2012年より事業を行ってきた多摩3・4・17号坂浜平尾線が11月27日10時に暫定開通しました。
開通記念式典や施設見学会は行われませんでした。
今回開通区間
事業概要と開通区間
今回開通したのは、鶴川街道19と交わる若葉台入口交差点から学園通りまでの区間です。(上図で赤線で示した範囲)
この道路は南北で2つの区間に分けて施行されました。
北側約420mについては東京都が都市計画道路事業として、2012年11月12日より施行してきました。
南側約240mについては稲城小田良土地区画整理組合が、2012年12月25日より土地区画整理事業により施行してきました。
北側東京都施行区間は今回は暫定形での開通となり、車道と東側歩道のみの開放となります。
平尾と若葉台が結ばれる
この道路の開通により、稲城市平尾地区と稲城市若葉台地区が幹線道路で結ばれることになります。
この付近はもともと東京都が坂浜平尾土地区画整理事業を行う予定でした。これは周辺の市街化や立地的条件から開発圧力が高まっていたこともあり、無秩序な開発を防ぐことも目的でありました。坂浜平尾線も同区画整理事業によって整備される計画でした。
しかし、東京都の公的住宅政策の転換や、経済の低迷による採算性の悪化などのため、東京都は土地区画整理事業から撤退しました。その後、小田良、上平尾の両地区で組合施行により土地区画整理事業が行われ、坂浜平尾線は道路事業として整備されることになりました。

> **課題文**: 本文のうち「2012年より事業を行ってき」から「12日より施行してきました。」までを、両端を含めて一字も変えずに書き写してください。

> **データ一覧**:
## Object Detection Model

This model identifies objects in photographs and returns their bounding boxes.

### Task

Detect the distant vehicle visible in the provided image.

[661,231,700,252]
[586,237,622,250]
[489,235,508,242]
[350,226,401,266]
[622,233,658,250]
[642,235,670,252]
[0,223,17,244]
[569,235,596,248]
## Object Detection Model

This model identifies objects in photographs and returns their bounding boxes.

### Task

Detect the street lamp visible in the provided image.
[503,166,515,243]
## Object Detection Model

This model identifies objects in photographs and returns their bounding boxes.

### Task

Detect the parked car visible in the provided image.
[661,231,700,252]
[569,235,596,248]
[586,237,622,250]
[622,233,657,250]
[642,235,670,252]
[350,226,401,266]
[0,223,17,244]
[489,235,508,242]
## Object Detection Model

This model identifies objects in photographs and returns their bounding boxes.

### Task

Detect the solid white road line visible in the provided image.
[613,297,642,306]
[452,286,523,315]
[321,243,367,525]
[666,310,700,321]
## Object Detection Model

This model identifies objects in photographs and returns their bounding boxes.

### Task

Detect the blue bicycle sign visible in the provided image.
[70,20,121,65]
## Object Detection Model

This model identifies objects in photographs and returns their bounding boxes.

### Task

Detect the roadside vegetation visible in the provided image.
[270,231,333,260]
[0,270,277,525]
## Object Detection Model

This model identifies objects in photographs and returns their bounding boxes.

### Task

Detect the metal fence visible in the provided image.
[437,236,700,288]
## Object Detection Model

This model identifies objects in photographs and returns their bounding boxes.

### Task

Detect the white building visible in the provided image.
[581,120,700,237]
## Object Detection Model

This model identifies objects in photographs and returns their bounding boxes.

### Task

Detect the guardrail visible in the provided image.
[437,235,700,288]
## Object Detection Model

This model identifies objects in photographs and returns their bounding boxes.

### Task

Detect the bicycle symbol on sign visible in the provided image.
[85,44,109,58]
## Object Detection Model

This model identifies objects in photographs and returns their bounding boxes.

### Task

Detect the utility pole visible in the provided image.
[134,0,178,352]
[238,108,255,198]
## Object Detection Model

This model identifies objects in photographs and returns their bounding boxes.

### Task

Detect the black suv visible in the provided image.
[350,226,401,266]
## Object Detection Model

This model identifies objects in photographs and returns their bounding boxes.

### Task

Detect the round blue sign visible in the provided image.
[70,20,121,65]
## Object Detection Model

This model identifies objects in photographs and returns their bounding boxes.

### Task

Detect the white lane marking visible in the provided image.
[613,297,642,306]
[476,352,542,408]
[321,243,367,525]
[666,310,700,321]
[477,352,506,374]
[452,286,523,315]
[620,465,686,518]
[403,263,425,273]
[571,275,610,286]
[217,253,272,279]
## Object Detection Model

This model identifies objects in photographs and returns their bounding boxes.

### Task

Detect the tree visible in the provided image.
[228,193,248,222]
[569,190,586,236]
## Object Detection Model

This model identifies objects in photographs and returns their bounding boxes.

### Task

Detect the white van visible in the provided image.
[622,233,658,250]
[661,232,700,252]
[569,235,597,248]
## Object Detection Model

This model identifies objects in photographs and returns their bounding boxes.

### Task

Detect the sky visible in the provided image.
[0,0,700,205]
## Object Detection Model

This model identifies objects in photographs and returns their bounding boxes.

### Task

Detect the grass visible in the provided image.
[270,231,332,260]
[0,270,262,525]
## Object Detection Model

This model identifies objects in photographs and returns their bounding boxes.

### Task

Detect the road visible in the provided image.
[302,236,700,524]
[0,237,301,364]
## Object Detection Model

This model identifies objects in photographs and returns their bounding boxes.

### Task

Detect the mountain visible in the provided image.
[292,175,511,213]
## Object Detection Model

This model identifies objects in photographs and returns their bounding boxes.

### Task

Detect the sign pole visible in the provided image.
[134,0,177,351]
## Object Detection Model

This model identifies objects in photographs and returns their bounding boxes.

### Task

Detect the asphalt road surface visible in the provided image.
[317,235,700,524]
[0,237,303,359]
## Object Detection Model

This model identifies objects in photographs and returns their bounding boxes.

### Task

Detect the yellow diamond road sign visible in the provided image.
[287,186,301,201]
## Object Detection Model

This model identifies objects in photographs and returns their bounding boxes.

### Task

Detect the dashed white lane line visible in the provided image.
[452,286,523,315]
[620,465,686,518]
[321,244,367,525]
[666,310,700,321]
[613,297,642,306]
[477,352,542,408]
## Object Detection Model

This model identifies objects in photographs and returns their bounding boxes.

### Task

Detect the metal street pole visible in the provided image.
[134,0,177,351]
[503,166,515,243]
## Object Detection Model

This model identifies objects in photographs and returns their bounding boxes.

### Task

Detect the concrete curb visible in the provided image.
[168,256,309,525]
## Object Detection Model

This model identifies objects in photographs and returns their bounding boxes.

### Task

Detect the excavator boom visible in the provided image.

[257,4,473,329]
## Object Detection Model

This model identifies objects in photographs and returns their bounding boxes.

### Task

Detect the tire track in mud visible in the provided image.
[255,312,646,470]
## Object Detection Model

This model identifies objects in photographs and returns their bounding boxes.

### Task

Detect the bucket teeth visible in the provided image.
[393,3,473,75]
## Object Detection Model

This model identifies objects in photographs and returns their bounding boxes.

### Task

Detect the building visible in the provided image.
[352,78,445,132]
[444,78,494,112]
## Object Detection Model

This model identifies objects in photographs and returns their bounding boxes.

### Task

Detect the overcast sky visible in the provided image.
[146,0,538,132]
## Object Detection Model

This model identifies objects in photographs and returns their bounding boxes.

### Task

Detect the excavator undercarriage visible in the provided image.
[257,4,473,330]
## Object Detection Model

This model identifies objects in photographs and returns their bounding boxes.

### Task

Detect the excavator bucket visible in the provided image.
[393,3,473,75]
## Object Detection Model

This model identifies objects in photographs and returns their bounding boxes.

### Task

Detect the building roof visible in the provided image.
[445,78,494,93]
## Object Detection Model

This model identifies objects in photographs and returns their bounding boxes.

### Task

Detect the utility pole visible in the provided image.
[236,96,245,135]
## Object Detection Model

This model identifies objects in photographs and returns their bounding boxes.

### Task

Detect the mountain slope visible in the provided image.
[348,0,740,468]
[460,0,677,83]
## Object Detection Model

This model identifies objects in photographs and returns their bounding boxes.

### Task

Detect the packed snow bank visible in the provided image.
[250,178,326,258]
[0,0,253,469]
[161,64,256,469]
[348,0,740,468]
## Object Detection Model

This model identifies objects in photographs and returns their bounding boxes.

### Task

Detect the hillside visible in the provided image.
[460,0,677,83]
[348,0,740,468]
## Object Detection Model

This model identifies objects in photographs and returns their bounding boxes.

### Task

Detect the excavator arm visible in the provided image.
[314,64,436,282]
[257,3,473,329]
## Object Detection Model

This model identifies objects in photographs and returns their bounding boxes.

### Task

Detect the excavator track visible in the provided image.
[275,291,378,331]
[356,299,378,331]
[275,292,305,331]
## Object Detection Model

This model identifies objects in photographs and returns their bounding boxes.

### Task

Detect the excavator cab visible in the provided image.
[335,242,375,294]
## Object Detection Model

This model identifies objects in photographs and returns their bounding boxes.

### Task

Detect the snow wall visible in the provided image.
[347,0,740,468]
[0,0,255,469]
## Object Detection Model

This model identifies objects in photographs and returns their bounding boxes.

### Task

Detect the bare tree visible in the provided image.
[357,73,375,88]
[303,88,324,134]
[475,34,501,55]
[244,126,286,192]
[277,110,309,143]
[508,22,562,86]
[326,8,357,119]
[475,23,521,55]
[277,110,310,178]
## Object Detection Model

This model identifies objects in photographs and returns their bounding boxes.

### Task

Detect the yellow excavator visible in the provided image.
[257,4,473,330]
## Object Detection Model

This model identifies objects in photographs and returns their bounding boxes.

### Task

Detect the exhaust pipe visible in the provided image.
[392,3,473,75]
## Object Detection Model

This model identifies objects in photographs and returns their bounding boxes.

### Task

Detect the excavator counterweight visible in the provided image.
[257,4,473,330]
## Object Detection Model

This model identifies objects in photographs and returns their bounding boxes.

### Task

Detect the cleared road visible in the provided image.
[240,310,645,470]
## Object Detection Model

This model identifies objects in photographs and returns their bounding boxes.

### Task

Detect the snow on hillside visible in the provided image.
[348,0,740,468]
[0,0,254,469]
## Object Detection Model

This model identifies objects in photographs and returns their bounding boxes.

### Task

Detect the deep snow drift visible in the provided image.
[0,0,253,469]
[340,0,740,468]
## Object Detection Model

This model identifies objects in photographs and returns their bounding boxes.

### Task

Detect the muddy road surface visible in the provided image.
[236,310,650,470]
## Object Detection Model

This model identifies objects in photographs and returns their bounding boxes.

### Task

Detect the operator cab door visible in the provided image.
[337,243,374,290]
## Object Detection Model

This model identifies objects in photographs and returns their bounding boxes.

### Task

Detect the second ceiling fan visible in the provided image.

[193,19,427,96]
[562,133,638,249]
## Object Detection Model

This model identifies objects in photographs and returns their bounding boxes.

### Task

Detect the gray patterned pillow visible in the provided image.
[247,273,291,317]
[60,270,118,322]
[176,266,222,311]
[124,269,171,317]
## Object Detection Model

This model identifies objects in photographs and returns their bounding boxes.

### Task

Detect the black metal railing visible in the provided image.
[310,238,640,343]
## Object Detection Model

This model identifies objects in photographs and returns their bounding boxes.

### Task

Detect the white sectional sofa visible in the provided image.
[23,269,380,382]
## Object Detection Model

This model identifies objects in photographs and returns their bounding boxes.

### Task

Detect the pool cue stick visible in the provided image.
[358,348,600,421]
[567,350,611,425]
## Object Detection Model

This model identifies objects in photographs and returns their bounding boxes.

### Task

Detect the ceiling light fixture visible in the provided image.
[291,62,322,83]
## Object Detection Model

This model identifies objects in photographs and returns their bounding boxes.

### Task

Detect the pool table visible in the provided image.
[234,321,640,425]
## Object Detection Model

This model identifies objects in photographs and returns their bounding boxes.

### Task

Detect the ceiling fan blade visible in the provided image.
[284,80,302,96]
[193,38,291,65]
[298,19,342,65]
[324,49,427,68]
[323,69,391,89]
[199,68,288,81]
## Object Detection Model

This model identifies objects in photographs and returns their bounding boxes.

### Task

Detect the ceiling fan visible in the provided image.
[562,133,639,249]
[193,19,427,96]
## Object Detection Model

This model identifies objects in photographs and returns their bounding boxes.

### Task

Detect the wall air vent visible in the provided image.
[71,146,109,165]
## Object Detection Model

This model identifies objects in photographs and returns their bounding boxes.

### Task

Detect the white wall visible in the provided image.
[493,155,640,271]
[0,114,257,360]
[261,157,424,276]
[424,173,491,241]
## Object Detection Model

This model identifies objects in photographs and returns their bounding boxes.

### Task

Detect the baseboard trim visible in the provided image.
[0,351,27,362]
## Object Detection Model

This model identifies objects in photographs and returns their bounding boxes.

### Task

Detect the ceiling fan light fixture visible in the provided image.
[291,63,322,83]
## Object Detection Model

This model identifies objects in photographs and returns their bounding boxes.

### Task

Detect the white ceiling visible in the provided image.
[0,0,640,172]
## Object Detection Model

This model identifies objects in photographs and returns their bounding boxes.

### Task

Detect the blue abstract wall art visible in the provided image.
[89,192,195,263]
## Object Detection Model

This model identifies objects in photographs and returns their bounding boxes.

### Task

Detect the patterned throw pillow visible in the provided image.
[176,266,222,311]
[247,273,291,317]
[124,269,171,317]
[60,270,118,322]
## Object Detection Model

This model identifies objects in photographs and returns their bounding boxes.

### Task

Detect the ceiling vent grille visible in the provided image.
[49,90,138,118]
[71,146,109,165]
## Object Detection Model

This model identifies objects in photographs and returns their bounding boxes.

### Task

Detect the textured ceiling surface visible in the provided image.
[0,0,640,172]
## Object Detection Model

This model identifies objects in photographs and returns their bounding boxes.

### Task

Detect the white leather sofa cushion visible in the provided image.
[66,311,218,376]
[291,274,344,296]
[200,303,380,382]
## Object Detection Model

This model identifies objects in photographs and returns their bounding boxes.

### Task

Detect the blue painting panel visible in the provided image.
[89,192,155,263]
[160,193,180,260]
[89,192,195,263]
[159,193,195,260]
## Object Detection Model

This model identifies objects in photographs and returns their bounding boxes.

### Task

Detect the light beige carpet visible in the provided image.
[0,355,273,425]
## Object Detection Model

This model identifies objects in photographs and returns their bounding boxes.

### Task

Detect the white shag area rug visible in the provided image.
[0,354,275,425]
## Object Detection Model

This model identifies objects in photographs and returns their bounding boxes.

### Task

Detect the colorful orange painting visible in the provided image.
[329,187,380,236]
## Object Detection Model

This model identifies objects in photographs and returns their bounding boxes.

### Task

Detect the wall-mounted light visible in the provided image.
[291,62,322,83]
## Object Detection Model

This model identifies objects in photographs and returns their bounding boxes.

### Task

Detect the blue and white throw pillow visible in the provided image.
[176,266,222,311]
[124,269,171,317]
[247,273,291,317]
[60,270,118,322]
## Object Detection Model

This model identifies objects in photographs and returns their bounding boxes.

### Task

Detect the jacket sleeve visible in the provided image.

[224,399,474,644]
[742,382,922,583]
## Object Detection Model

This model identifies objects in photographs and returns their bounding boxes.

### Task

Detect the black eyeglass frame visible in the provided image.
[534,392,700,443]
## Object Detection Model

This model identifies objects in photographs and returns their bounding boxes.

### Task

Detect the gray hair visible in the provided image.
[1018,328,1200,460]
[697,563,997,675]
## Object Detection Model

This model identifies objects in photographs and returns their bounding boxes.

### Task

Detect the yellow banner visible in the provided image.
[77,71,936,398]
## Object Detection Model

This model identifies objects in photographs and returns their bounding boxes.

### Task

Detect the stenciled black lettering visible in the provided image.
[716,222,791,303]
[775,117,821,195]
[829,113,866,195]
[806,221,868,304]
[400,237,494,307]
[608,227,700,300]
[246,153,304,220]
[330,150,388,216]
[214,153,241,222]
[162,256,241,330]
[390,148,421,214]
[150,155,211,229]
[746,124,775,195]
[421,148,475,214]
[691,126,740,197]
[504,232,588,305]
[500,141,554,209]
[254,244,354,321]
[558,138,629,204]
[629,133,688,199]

> **回答**:
2012年より事業を行ってきた多摩3・4・17号坂浜平尾線が11月27日10時に暫定開通しました。
開通記念式典や施設見学会は行われませんでした。
今回開通区間
事業概要と開通区間
今回開通したのは、鶴川街道19と交わる若葉台入口交差点から学園通りまでの区間です。(上図で赤線で示した範囲)
この道路は南北で2つの区間に分けて施行されました。
北側約420mについては東京都が都市計画道路事業として、2012年11月12日より施行してきました。